## Instructions to follow
Each record below is to be set down again precisely.
=-=-=
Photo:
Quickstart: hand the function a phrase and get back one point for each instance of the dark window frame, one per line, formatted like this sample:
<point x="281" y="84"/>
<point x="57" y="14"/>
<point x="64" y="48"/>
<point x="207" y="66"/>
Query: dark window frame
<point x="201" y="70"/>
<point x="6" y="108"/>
=-=-=
## Response box
Photo:
Quickstart: hand the function a phrase and get back one point for each instance of the dark window frame, one per line, formatted like this sample:
<point x="281" y="84"/>
<point x="57" y="14"/>
<point x="64" y="48"/>
<point x="207" y="66"/>
Query: dark window frame
<point x="201" y="70"/>
<point x="6" y="108"/>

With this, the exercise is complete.